(Entries from a dataset)
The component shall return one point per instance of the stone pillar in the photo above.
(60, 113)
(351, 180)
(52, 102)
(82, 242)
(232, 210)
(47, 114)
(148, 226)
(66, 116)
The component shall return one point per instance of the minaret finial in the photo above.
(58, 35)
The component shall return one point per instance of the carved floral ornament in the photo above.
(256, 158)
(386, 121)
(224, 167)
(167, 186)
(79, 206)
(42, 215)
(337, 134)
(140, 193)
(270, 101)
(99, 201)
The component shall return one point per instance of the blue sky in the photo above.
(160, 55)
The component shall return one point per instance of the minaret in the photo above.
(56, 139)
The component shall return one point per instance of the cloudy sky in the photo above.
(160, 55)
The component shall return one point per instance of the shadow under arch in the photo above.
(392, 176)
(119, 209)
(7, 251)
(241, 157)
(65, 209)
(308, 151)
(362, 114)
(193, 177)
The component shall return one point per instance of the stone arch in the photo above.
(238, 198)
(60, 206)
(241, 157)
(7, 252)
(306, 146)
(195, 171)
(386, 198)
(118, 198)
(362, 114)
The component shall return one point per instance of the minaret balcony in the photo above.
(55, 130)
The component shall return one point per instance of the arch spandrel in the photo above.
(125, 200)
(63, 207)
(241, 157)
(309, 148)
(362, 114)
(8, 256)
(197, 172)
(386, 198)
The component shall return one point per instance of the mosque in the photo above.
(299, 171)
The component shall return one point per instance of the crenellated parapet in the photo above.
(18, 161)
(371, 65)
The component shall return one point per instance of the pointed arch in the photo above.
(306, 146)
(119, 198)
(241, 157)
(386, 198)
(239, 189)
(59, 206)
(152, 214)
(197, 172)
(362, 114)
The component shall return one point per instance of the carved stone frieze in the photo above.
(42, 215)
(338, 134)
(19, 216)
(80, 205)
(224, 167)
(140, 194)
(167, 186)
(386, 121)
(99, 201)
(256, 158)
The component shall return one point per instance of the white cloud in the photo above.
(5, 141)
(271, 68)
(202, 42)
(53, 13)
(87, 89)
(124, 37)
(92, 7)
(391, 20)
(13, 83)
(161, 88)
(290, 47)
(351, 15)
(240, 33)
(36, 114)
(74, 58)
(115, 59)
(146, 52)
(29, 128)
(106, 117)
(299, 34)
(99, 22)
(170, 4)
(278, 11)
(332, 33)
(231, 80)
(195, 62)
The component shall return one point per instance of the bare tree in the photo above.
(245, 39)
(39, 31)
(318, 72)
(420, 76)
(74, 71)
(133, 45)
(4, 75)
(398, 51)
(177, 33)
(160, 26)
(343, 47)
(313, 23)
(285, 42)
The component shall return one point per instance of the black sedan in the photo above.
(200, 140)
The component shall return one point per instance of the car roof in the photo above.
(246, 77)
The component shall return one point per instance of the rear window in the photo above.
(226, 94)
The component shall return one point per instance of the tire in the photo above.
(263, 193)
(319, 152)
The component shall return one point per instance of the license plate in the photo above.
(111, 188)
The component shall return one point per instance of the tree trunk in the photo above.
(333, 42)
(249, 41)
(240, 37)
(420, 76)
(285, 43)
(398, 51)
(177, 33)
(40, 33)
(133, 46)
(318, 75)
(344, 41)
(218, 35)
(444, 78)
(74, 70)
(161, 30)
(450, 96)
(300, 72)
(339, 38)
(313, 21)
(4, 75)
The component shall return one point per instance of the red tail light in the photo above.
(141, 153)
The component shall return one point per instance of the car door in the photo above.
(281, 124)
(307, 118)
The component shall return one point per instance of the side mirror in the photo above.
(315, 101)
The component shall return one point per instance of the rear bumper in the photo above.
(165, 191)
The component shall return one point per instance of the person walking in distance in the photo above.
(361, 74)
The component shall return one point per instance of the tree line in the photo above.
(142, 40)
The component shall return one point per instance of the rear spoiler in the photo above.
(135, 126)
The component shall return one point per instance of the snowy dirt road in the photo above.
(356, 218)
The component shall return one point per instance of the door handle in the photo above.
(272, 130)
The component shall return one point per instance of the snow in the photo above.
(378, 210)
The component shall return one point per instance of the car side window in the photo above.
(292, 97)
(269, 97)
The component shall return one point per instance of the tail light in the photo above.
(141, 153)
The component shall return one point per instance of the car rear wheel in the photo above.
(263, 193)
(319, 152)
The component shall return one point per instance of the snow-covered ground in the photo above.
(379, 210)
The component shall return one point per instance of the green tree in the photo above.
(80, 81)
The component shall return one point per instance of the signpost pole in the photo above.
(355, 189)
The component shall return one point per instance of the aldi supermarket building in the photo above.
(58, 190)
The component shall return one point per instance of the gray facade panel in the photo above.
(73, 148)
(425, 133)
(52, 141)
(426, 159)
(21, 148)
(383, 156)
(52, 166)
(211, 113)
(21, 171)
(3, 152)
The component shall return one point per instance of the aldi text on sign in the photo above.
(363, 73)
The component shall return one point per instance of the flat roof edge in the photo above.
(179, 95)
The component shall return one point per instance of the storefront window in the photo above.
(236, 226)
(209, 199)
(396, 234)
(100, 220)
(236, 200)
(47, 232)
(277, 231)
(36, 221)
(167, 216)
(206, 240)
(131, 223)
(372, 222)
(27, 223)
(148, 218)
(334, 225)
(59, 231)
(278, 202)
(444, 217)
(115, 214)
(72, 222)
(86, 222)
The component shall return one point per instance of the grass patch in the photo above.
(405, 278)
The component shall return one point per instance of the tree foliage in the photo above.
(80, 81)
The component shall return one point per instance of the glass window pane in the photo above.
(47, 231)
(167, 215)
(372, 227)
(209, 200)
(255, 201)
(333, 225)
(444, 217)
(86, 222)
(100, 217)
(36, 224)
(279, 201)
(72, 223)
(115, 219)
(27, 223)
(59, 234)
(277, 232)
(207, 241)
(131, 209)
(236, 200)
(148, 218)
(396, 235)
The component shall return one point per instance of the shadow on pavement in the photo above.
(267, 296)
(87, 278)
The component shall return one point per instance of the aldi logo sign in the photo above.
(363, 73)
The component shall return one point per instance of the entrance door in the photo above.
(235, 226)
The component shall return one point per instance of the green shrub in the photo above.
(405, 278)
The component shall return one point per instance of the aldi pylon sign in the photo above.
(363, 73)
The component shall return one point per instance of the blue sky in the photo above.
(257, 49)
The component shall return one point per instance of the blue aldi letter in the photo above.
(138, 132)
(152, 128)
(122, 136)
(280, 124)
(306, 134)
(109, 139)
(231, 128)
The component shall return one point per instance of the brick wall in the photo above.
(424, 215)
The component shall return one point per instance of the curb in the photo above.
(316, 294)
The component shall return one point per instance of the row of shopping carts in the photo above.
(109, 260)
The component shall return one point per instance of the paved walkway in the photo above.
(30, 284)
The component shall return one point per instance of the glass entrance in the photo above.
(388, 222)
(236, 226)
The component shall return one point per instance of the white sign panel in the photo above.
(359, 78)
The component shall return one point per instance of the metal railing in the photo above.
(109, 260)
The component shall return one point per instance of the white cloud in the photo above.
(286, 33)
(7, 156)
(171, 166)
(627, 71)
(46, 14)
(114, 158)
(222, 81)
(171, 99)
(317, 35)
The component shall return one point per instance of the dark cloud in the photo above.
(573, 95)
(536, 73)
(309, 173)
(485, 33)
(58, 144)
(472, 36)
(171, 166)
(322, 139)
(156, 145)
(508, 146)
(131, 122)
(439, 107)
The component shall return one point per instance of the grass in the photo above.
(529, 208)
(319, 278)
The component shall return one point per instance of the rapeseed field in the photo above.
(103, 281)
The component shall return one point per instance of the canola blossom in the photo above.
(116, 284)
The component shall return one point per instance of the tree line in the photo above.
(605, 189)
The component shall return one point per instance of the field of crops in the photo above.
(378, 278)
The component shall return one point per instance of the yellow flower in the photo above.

**EXERCISE GOAL:**
Quote all of the entries verbatim.

**RESPONSE TO THIS EXERCISE:**
The component shall return one point per instance of the stone pillar in the photo above.
(60, 113)
(351, 180)
(52, 102)
(82, 242)
(232, 210)
(47, 114)
(148, 226)
(66, 116)
The component shall return one point per instance of the minaret finial in the photo above.
(58, 35)
The component shall return one point per instance of the carved floral ornament in the photo above.
(256, 158)
(386, 121)
(224, 167)
(167, 186)
(79, 206)
(42, 215)
(337, 134)
(140, 193)
(270, 101)
(99, 201)
The component shall return one point per instance of the blue sky in the photo above.
(160, 55)
The component shall return one point per instance of the minaret in the photo above.
(56, 139)
The component shall return one point per instance of the cloudy sky in the photo above.
(160, 55)
The component shall return one point per instance of the shadow under arch in the photo above.
(392, 176)
(119, 209)
(7, 251)
(241, 157)
(65, 209)
(308, 151)
(362, 114)
(193, 177)
The component shall return one point per instance of the stone arch in the photo above.
(238, 198)
(60, 206)
(241, 157)
(7, 252)
(306, 146)
(195, 171)
(386, 198)
(118, 198)
(362, 114)
The component shall return one point per instance of the minaret balcony in the photo above.
(55, 130)
The component shall return one point per instance of the arch spandrel in the photo above.
(125, 200)
(63, 207)
(241, 157)
(309, 148)
(362, 114)
(8, 256)
(197, 172)
(386, 198)
The component shall return one point per instance of the mosque in the photo above.
(299, 171)
The component shall return one point per instance of the crenellated parapet in the photo above.
(18, 161)
(371, 65)
The component shall return one point per instance of the pointed arch in the photo above.
(306, 146)
(119, 198)
(241, 157)
(386, 198)
(239, 189)
(59, 206)
(152, 214)
(197, 172)
(362, 114)
The component shall return one point per instance of the carved stone frieze in the photo above.
(42, 215)
(338, 134)
(19, 216)
(80, 205)
(224, 167)
(140, 194)
(167, 186)
(386, 121)
(99, 201)
(256, 158)
The component shall return one point per instance of the white cloud in the photo above.
(5, 141)
(271, 68)
(202, 42)
(53, 13)
(87, 89)
(124, 37)
(92, 7)
(391, 20)
(13, 83)
(161, 88)
(290, 47)
(351, 15)
(240, 33)
(36, 114)
(74, 58)
(115, 59)
(146, 52)
(29, 128)
(106, 117)
(299, 34)
(99, 22)
(170, 4)
(278, 11)
(332, 33)
(231, 80)
(195, 62)
The component shall return one point per instance of the bare tree in the photo above.
(245, 39)
(39, 31)
(318, 72)
(420, 76)
(74, 71)
(133, 45)
(4, 75)
(398, 51)
(177, 33)
(160, 26)
(343, 47)
(313, 23)
(285, 42)
The component shall return one point per instance of the black sedan in the photo above.
(200, 140)
The component shall return one point per instance of the car roof in the photo above.
(246, 77)
The component shall return one point per instance of the rear window in the photo above.
(226, 94)
The component shall return one point per instance of the tire in the photo above.
(263, 193)
(319, 152)
The component shall return one point per instance of the license plate in the photo above.
(111, 188)
The component shall return one point per instance of the tree trunk in the photo above.
(333, 42)
(249, 41)
(240, 37)
(420, 76)
(285, 43)
(398, 51)
(177, 33)
(40, 33)
(133, 46)
(318, 75)
(344, 41)
(218, 35)
(444, 78)
(74, 70)
(161, 30)
(450, 96)
(300, 72)
(339, 38)
(313, 21)
(4, 75)
The component shall return one point per instance of the red tail light in the photo above.
(141, 153)
The component shall return one point per instance of the car door in the photo above.
(281, 124)
(307, 118)
The component shall return one point per instance of the side mirror in the photo above.
(315, 101)
The component shall return one point per instance of the rear bumper in the photo above.
(165, 191)
The component shall return one point per instance of the person walking in distance in the photo above.
(361, 74)
The component shall return one point per instance of the tree line in the photo above.
(142, 40)
The component shall return one point per instance of the rear spoiler in the photo above.
(135, 126)
The component shall return one point per instance of the snowy dirt road in the photo above.
(356, 218)
The component shall return one point per instance of the door handle in the photo above.
(272, 130)
The component shall return one point per instance of the snow in the photo above.
(378, 210)
The component shall return one point per instance of the car side window in the photo above.
(292, 97)
(269, 97)
The component shall return one point per instance of the tail light in the photo above.
(141, 153)
The component shall return one point per instance of the car rear wheel in the photo above.
(263, 193)
(319, 152)
The component shall return one point per instance of the snow-covered ground in the photo above.
(379, 210)
The component shall return one point per instance of the green tree in the photo above.
(80, 81)
The component shall return one point per instance of the signpost pole in the photo above.
(355, 189)
The component shall return one point per instance of the aldi supermarket building in the photo above.
(58, 190)
The component shall return one point per instance of the gray facade panel in the photo above.
(73, 148)
(425, 133)
(52, 141)
(426, 159)
(21, 148)
(383, 156)
(52, 166)
(211, 113)
(21, 171)
(3, 152)
The component shall return one point per instance of the aldi text on sign in the photo above.
(363, 73)
The component shall return one point per instance of the flat roof edge in the photo above.
(179, 95)
The component shall return one point per instance of the storefront window in the photo above.
(236, 226)
(209, 199)
(396, 234)
(100, 220)
(236, 200)
(47, 232)
(277, 231)
(36, 221)
(167, 216)
(206, 240)
(131, 223)
(372, 222)
(27, 223)
(148, 218)
(334, 225)
(59, 231)
(278, 202)
(444, 217)
(115, 214)
(72, 222)
(86, 222)
The component shall return one point per instance of the grass patch in the photo above.
(405, 278)
The component shall return one point per instance of the tree foliage in the photo above.
(80, 81)
The component shall return one point per instance of the glass window pane in the photo above.
(47, 231)
(167, 215)
(372, 227)
(209, 200)
(255, 201)
(333, 225)
(444, 217)
(86, 222)
(100, 217)
(36, 224)
(279, 201)
(72, 223)
(115, 219)
(27, 223)
(59, 234)
(277, 232)
(207, 241)
(131, 209)
(236, 200)
(148, 218)
(396, 235)
The component shall return one point per instance of the shadow on pavement in the photo above.
(267, 296)
(87, 278)
The component shall return one point per instance of the aldi logo sign in the photo above.
(363, 73)
The component shall return one point per instance of the entrance door in the photo above.
(235, 226)
The component shall return one point per instance of the green shrub in the photo above.
(405, 278)
The component shall return one point per instance of the aldi pylon sign in the photo above.
(363, 73)
The component shall return one point per instance of the blue sky in the photo above.
(257, 49)
The component shall return one point per instance of the blue aldi letter in the photo above.
(138, 132)
(152, 128)
(122, 136)
(280, 124)
(306, 134)
(109, 139)
(231, 128)
The component shall return one point per instance of the brick wall in the photo above.
(424, 215)
The component shall return one point per instance of the curb in the photo above.
(316, 294)
The component shall return one point per instance of the row of shopping carts in the photo above.
(109, 260)
The component shall return one point per instance of the paved walkway in the photo above.
(30, 284)
The component shall return one point per instance of the glass entrance in the photo above.
(388, 222)
(236, 226)
The component shall return one point per instance of the white sign panel in the photo above.
(359, 78)
The component shall return one point per instance of the metal railing in the photo above.
(109, 260)
The component shall return one point per instance of the white cloud in the photo above.
(286, 33)
(7, 156)
(171, 166)
(627, 71)
(46, 14)
(114, 158)
(222, 81)
(171, 99)
(317, 35)
The component shall return one point per instance of the dark cloud in the photo above.
(573, 95)
(536, 73)
(309, 173)
(485, 33)
(58, 144)
(472, 36)
(171, 166)
(322, 139)
(156, 145)
(508, 146)
(131, 122)
(439, 107)
The component shall return one point per instance of the grass in the photo above.
(529, 208)
(319, 278)
The component shall return one point per instance of the rapeseed field in the photo above.
(103, 281)
The component shall return one point per instance of the canola blossom in the photo above.
(116, 284)
The component shall return one point per instance of the tree line in the photo above.
(605, 189)
The component shall return one point per instance of the field of crops in the photo above.
(378, 278)
The component shall return one point per instance of the yellow flower in the photo above.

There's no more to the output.